_Esercizi_
a - Tra le righe di dati, disponi come lista JSON di stringhe, una stringa per riga e senza le righe vuote, quelle che partono dalla riga contenente "Would you mind spotting the newspaper" e arrivano fino alla riga contenente "<point>255,43</point>", estremi inclusi.
b - Prosegui lo scritto sulla repressione israeliana contro la popolazione palestinese a partire dalla sua ultima frase.

_Testo del documento_
------------------------

Franco Lattes Fortini (dal quotidiano il Manifesto del 05/11/2023)
Ogni giorno siamo informati della repressione israeliana
contro la popolazione palestinese. E ogni giorno più distratti dal suo
significato, come vuole chi la guida.
Cresce ogni giorno un assedio che insieme alle vite, alla
cultura, le abitazioni, le piantagioni e la memoria di quel popolo e – nel
medesimo tempo – distrugge o deforma l’onore di Israele.
In uno spazio che è quello di una nostra regione, alle
centinaia di uccisi, migliaia di feriti, decine di migliaia di imprigionati – e
al quotidiano sfruttamento della forza-lavoro palestinese, settanta o centomila
uomini – corrispondono decine di migliaia di giovani militari e coloni
israeliani che per tutta la loro vita, notte dopo giorno, con mogli, i figli e
amici, dovranno rimuovere quanto hanno fatto o lasciato fare.
Anzi saranno indotti a giustificarlo. E potranno farlo solo
in nome di qualche cinismo real-politico e di qualche delirio nazionale o
mistico, diverso da quelli che hanno coperto di ossari e monumenti l’Europa
solo perché è dispiegato nei luoghi della vita d’ogni giorno e con la manifesta
complicità dei più.
Per ogni donna palestinese arrestata, ragazzo ucciso o padre
percosso e umiliato, ci sono una donna, un ragazzo, un padre israeliano che
dovranno dire di non aver saputo oppure, come già fanno, chiedere con
abominevole augurio che quel sangue ricada sui propri discendenti. Mangiano e
bevono fin d’ora un cibo contaminato e fingono di non saperlo. Su questo, nei
libri dei loro e nostri profeti stanno scritte parole che non sta me ricordare.
QUELL’ASSEDIO PUÒ
vincere. Anche le legioni di Tito vinsero. Quando dalle mani dei palestinesi le
pietre cadessero e – come auspicano i “falchi” di Israele – fra provocazione e
disperazione, i palestinesi avversari della politica di distensione dell’Olp,
prendessero le armi, allora la strapotenza militare israeliana si
dispiegherebbe fra gli applausi di una parte dell’opinione internazionale e il
silenzio impotente di odio di un’altra parte, tanto più grande.

------------------------

_Righe di dati salvate_
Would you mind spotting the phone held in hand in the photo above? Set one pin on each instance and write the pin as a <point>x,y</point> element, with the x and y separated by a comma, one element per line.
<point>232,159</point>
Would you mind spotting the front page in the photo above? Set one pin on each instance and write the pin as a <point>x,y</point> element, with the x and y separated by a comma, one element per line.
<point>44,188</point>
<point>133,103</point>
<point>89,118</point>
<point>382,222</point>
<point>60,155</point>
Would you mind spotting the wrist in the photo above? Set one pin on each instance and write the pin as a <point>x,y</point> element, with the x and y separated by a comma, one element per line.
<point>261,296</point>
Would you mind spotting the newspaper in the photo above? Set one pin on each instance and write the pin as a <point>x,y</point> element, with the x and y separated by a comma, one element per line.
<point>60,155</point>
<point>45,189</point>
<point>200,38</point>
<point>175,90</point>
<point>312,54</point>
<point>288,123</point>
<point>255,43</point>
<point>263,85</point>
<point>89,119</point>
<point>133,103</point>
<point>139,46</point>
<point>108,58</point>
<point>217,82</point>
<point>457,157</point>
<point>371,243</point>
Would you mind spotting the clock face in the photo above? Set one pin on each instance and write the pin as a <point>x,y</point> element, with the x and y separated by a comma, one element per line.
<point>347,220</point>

------------------------

_Soluzioni degli esercizi_
a -
[
  "Would you mind spotting the newspaper in the photo above? Set one pin on each instance and write the pin as a <point>x,y</point> element, with the x and y separated by a comma, one element per line.",
  "<point>60,155</point>",
  "<point>45,189</point>",
  "<point>200,38</point>",
  "<point>175,90</point>",
  "<point>312,54</point>",
  "<point>288,123</point>",
  "<point>255,43</point>"
]

b -
Il popolo della memoria non dovrebbe disprezzare gli altri
popoli fino a crederli incapaci di ricordare per sempre.
GLI EBREI DELLA Diaspora sanno e sentono che un nuovo e
bestiale antisemitismo è cresciuto e va rafforzandosi di giorno in giorno fra
coloro che dalla violenza della politica israeliana (unita alla potente
macchina ideologica della sua propaganda, che la Diaspora amplifica) si sentono
stoltamente autorizzati a deridere i sentimenti di eguaglianza e le persuasioni
di fraternità.
Per i nuovi antisemiti gli ebrei della Diaspora non sono che
agenti dello stato di Israele. E questo è anche l’esito di un ventennio di
politica israeliana.
L’USO CHE QUESTA ha fatto della diaspora ha rovesciato,
almeno in Italia, il rapporto fra sostenitori e avversari di tale politica, in
confronto al 1967. Credevano di essere più protetti e sono più esposti alla
diffidenza e alla ostilità.
Onoriamo dunque chi resiste nella ragione e continua a
distinguere fra politica israeliana e ebraismo. Va detto anzi che proprio la
tradizione della sinistra italiana (da alcuni filoisraeliani sconsideratamente
accusata di fomentare sentimenti razzisti) è quella che nei nostri anni ha più
aiutato, quella distinzione, a mantenerla.
Sono molti a saper distinguere e anch’io ero di quelli.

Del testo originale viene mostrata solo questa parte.